Answer these from the article on mental health insurance:
1. What percentage of working days lost to ill health in 2015/16 was due to work-related stress, depression or anxiety?
2. How many of the 11 PMI panel members cover stress, anxiety and depression as standard?
3. According to Bupa research, by what percentage have workers receiving mental health treatment increased in the past 10 years?

-- Text block --
··········
Rise in mental health insurance marks Stress Awareness Day
The importance of looking after the nation’s mental health is now firmly recognised by health insurers, new research by ActiveQuote has found. As International Stress Awareness Day tomorrow (November 1st) encourages people to ‘speak up and speak out’ about their mental wellbeing, we reveal that mental health is now covered in more than eight out of 10 private medical insurance policies.
Mental health issues now cost the UK economy a staggering £99bn a year, according to a government report published in October, with work-related stress, depression or anxiety accounting for 45% of all working days lost due to ill health in 2015/16. The statistics, from the Labour Force Survey (LFS), also show that staff in the public services sector suffer more than in other industries.
As one of the UK’s leading health, life and income protection comparison sites and brokers, we have found that private medical insurers are increasingly taking the condition seriously, with 82% offering an option to cover mental health treatment and care. Our research showed that two out of our 11 private medical insurance (PMI) panel provide cover for stress, anxiety and depression as standard - the equivalent of 18% of insurers - while a further seven panel members offer add-on mental health protection, equalling 82% of providers in total.
PMI team leader Mark Todd says: “The stigma around stress, anxiety and depression is slowly being chipped away and people are more willing to consider that they or a member of their family may suffer stress at some point in their lives.
“It is great news that we as a society are more willing to talk about mental health and that the insurance market has adapted to this change by covering stress and anxiety as standard in their policies. But most of the policies will only cover people as an outpatient. If they are suffering severely and need to be admitted to hospital, then they will be transferred into NHS care.”
Our PMI team members also report an increase in the number of customers who now proactively ask for insurance which would cover for mental health and associated stress issues.
Mark adds: “Recent research from Bupa found that workers receiving mental health treatment have increased by 53% in the past 10 years, with 30% saying that talking about mental health is far less of a taboo than it was a decade ago.
“A report from NHS Providers, which represents almost all of England’s 240 NHS hospital, mental health and ambulance trusts, found that 80% of its members worry they won’t have enough money to provide quick, quality care to the increasing amount of people seeking mental health support.
“Private medical insurance can fill a gap for those seeking remedial help with stress and anxiety issues and so it’s good to see the industry reacting in this way, but there is still a long way to go to ensure that mental health is treated like any other illness, from insurance providers and those taking out the policies themselves. Mental health is an illness that can affect anyone at any time, just like a broken leg or gall stones, and it should be treated as such by society as a whole.”
··········
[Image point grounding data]
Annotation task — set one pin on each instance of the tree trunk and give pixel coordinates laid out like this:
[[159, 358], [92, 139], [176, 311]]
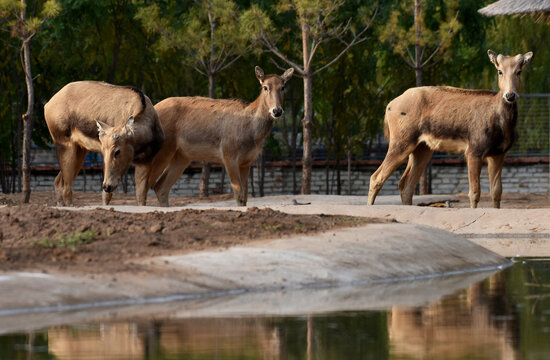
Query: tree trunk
[[116, 47], [261, 173], [27, 118], [205, 175], [307, 159], [293, 150], [348, 154], [338, 179], [425, 179]]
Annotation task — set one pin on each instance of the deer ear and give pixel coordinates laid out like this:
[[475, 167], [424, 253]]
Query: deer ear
[[492, 56], [527, 58], [130, 126], [287, 75], [102, 127], [259, 74]]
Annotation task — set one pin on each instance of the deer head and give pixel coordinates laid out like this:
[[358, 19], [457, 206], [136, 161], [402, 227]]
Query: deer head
[[117, 147], [273, 87], [509, 71]]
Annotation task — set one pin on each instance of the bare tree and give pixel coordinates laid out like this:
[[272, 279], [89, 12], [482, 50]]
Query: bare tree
[[315, 21], [24, 27]]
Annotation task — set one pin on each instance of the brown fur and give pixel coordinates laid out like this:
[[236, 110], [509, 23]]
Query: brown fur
[[71, 116], [231, 132], [478, 123]]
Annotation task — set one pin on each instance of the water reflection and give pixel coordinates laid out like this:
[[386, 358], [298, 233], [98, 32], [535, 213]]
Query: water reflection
[[503, 317]]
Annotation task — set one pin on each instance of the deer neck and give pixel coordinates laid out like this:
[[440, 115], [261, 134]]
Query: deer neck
[[261, 120], [508, 112]]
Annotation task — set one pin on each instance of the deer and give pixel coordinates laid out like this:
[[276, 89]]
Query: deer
[[227, 131], [118, 121], [480, 124]]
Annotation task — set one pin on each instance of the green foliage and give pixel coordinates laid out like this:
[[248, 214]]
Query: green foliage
[[71, 241], [209, 33], [438, 25], [159, 44]]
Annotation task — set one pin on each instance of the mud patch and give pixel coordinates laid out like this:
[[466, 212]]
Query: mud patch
[[34, 237]]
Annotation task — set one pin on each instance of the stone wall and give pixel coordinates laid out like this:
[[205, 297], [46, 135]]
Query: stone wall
[[446, 179]]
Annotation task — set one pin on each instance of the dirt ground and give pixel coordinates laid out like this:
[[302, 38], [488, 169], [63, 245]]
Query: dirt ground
[[36, 236]]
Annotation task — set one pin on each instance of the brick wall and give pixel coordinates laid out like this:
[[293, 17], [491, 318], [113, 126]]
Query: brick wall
[[446, 179]]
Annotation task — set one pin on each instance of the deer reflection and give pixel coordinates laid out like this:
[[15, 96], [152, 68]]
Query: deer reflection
[[482, 323]]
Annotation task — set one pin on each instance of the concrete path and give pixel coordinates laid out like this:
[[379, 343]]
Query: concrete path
[[374, 266], [508, 232]]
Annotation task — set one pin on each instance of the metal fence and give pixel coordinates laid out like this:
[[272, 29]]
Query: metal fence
[[533, 126]]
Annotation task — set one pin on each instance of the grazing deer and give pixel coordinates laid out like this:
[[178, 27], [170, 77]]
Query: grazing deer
[[118, 121], [231, 132], [480, 124]]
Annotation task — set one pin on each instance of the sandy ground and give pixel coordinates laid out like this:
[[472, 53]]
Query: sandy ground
[[36, 236], [228, 253]]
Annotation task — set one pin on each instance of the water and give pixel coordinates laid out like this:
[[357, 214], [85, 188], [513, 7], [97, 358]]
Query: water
[[506, 316]]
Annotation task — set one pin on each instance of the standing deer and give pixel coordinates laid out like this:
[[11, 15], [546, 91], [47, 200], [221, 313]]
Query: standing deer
[[480, 124], [231, 132], [118, 121]]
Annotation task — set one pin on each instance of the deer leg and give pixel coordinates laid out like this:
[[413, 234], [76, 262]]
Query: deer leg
[[474, 169], [418, 160], [158, 165], [173, 172], [494, 168], [244, 172], [141, 177], [71, 157], [234, 174], [394, 158]]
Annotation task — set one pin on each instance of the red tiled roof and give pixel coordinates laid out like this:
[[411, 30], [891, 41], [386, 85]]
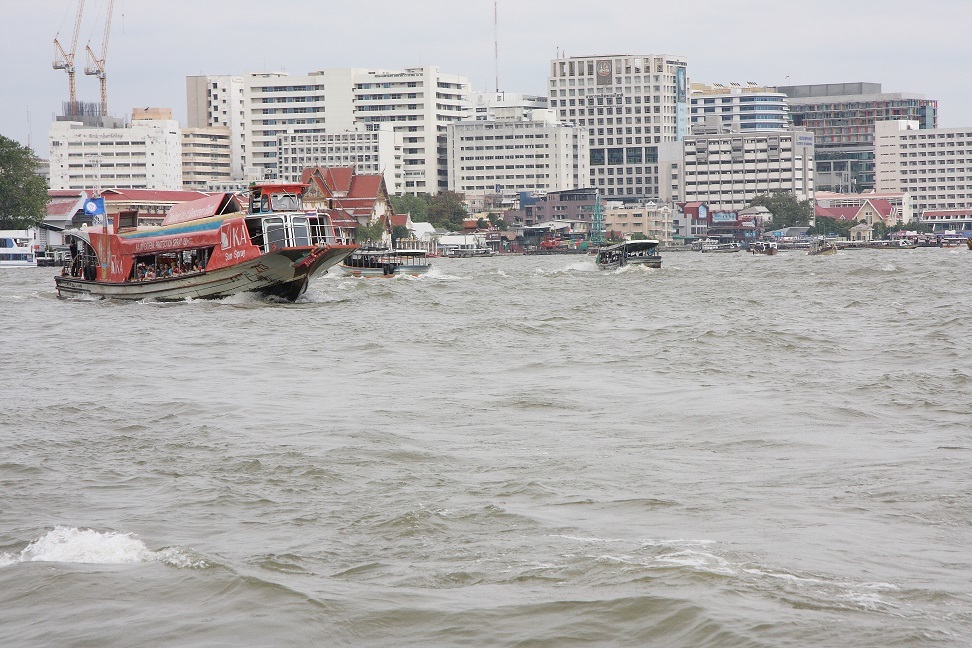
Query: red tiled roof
[[340, 218], [946, 212], [838, 213], [365, 186], [882, 207], [63, 207]]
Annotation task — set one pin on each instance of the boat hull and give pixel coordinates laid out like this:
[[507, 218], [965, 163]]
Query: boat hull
[[283, 274], [371, 273], [823, 252], [644, 263]]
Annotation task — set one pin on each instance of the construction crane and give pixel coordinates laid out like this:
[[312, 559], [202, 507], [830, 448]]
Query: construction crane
[[96, 66], [65, 60]]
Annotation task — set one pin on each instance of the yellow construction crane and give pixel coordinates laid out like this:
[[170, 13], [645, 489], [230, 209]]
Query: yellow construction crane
[[96, 66], [65, 60]]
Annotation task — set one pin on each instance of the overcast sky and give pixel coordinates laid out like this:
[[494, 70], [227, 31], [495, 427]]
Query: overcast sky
[[907, 46]]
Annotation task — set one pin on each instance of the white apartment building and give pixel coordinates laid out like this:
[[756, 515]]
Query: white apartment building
[[727, 171], [417, 103], [518, 150], [650, 219], [934, 165], [144, 154], [737, 108], [207, 157], [370, 152], [630, 105], [218, 102], [484, 104]]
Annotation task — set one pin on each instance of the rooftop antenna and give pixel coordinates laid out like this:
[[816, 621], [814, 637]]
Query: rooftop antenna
[[496, 41]]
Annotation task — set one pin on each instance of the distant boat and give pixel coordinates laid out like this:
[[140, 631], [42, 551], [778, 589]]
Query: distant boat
[[822, 248], [641, 253], [16, 249], [463, 252], [764, 247], [723, 247], [205, 249], [702, 245], [385, 262]]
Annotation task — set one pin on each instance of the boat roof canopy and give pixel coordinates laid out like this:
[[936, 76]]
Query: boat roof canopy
[[643, 244], [217, 204]]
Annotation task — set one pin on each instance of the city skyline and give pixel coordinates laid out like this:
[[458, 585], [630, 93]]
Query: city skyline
[[721, 43]]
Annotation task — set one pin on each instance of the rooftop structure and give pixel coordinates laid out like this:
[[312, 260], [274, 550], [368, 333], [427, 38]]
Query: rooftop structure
[[737, 108]]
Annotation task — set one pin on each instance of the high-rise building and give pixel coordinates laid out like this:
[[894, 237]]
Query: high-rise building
[[144, 154], [737, 108], [417, 104], [368, 152], [934, 165], [206, 158], [630, 106], [727, 171], [217, 102], [518, 150], [842, 116]]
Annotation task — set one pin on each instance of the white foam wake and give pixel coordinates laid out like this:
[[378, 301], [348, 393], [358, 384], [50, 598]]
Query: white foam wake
[[72, 545]]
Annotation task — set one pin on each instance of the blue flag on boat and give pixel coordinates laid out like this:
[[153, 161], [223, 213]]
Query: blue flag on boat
[[94, 206]]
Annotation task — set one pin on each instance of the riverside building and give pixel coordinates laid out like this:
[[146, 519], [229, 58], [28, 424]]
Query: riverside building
[[726, 171], [934, 165], [518, 150], [214, 102], [842, 117], [630, 105], [417, 104], [206, 158], [738, 108], [143, 154]]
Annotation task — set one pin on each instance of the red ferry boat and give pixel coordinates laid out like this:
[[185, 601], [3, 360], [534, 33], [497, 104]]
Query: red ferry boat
[[207, 248]]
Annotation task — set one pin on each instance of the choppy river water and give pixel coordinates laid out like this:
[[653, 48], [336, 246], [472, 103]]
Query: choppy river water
[[729, 451]]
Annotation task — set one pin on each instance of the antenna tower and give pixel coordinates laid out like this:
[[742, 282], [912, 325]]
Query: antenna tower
[[597, 221], [496, 42]]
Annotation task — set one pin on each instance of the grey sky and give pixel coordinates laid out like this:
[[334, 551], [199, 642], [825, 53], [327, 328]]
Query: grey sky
[[906, 46]]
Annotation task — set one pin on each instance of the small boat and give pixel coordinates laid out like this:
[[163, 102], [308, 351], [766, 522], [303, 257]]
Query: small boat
[[16, 250], [463, 252], [385, 262], [205, 249], [702, 245], [641, 253], [723, 247], [822, 248], [764, 247]]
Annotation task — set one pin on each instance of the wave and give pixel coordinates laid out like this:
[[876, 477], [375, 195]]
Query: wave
[[73, 545]]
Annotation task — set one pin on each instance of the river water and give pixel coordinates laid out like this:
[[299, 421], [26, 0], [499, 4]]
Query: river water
[[513, 451]]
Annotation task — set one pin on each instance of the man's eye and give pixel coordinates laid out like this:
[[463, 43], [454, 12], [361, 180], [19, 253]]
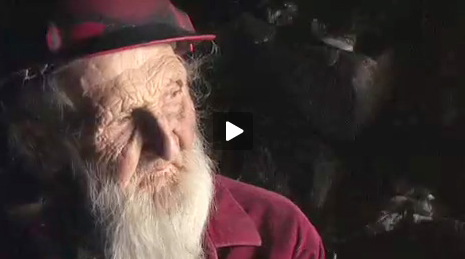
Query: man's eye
[[177, 88]]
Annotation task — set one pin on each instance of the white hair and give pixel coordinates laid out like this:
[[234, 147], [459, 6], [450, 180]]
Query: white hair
[[137, 226]]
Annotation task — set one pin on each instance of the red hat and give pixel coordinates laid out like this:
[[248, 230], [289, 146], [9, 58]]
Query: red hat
[[89, 27]]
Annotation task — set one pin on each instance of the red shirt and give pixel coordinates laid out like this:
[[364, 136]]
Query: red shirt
[[249, 222]]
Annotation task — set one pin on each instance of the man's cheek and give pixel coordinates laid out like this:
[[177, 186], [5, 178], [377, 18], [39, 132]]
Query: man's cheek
[[187, 127]]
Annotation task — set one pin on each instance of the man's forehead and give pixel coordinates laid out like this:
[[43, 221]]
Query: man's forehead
[[102, 68]]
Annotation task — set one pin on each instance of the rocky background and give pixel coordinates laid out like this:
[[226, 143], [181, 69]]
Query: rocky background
[[358, 110]]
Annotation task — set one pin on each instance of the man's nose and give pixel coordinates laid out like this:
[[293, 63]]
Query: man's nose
[[158, 138]]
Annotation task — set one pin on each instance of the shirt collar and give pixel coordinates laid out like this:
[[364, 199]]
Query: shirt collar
[[229, 224]]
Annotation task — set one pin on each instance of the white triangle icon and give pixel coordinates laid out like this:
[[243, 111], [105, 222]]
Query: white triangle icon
[[232, 131]]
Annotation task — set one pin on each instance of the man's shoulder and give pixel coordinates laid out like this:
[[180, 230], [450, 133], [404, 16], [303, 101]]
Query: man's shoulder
[[280, 223], [252, 197]]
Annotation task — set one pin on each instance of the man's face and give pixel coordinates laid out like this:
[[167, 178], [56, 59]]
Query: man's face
[[143, 116], [148, 179]]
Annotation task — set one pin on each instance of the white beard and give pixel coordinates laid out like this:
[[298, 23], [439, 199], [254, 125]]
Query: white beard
[[137, 226]]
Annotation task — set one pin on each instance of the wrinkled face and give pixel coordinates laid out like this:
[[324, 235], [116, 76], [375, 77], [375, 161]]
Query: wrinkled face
[[143, 116], [131, 133]]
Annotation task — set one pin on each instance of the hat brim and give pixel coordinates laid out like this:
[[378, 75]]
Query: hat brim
[[133, 37]]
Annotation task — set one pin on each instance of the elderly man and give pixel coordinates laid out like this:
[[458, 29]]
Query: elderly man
[[110, 127]]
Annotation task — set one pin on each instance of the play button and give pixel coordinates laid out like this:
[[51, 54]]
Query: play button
[[232, 131]]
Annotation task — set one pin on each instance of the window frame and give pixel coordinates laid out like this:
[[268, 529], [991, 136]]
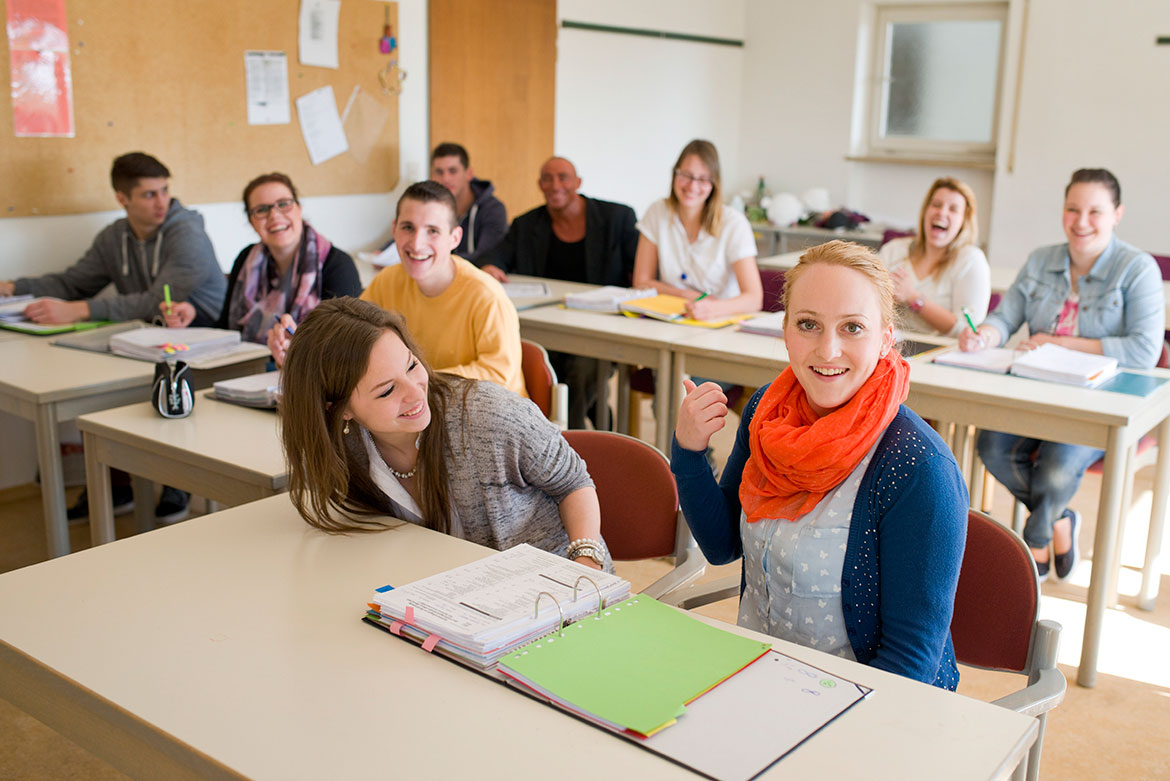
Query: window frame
[[894, 147]]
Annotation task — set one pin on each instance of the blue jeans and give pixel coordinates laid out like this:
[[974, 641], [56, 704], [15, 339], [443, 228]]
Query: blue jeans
[[1043, 475]]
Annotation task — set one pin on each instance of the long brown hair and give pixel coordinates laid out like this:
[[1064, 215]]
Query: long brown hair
[[965, 235], [328, 357], [713, 207]]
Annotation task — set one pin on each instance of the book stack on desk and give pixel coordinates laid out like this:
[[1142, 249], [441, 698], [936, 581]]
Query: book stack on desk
[[156, 344], [261, 391], [482, 610], [605, 299]]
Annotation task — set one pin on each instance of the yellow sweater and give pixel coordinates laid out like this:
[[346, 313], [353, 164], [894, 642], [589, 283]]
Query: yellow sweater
[[470, 329]]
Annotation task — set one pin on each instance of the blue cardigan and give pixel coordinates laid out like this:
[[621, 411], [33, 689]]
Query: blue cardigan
[[904, 548]]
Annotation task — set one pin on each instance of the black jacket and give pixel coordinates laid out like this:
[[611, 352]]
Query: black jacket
[[611, 241]]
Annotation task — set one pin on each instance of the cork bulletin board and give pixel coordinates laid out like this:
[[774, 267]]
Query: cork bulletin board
[[167, 77]]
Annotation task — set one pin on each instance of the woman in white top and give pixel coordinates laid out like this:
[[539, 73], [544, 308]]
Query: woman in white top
[[695, 247], [940, 271]]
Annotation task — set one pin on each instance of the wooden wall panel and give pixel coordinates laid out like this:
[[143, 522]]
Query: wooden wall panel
[[167, 77], [493, 88]]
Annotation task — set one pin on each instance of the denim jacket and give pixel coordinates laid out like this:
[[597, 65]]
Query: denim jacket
[[1121, 301]]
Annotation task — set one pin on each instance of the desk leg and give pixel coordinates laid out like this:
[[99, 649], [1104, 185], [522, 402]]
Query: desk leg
[[663, 398], [53, 483], [623, 422], [144, 503], [1151, 569], [1103, 541], [603, 396], [101, 498]]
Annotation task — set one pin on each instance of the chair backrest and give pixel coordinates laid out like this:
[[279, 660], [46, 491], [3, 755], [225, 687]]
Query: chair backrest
[[539, 377], [997, 599], [890, 234], [637, 492], [773, 289]]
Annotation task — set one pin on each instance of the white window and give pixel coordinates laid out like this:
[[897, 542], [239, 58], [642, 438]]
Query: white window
[[937, 73]]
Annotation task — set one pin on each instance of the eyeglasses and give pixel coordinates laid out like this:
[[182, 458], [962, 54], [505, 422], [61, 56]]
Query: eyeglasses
[[702, 181], [282, 206]]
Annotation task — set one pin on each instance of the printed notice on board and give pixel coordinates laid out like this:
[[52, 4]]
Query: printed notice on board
[[267, 74], [41, 75], [318, 32], [321, 125]]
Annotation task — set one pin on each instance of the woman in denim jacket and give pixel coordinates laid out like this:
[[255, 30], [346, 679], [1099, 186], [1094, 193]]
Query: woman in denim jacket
[[1095, 294]]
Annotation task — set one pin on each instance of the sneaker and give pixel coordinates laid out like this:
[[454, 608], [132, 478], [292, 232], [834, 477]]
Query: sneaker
[[123, 502], [1065, 562], [172, 505]]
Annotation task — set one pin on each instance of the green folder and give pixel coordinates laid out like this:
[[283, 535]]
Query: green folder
[[635, 667], [49, 329]]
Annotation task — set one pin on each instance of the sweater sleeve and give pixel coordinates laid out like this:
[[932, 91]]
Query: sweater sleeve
[[339, 276], [713, 510], [921, 536]]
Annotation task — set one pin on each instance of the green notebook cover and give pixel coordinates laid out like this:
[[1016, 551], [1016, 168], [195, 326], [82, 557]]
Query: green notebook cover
[[49, 329], [637, 665]]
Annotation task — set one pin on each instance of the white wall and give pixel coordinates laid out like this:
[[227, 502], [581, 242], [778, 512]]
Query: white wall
[[1095, 94], [626, 105], [39, 244]]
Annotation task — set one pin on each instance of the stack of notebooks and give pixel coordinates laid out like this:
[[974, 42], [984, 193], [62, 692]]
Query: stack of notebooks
[[717, 702], [261, 391], [605, 299], [1050, 363], [156, 344]]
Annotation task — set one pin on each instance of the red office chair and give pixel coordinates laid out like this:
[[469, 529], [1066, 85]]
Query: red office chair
[[640, 517]]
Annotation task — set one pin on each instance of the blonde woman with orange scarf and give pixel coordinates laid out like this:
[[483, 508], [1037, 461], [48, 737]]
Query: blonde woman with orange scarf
[[847, 509]]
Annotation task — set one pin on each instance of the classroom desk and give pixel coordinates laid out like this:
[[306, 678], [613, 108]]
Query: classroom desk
[[1112, 421], [231, 645], [222, 451], [628, 341], [49, 385]]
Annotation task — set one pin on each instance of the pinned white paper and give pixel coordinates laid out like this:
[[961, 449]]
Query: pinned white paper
[[267, 75], [318, 32], [321, 125]]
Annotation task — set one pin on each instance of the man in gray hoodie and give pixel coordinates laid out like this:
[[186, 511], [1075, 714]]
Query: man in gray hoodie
··········
-- Result below --
1. 45%
2. Two (18% of insurers)
3. 53%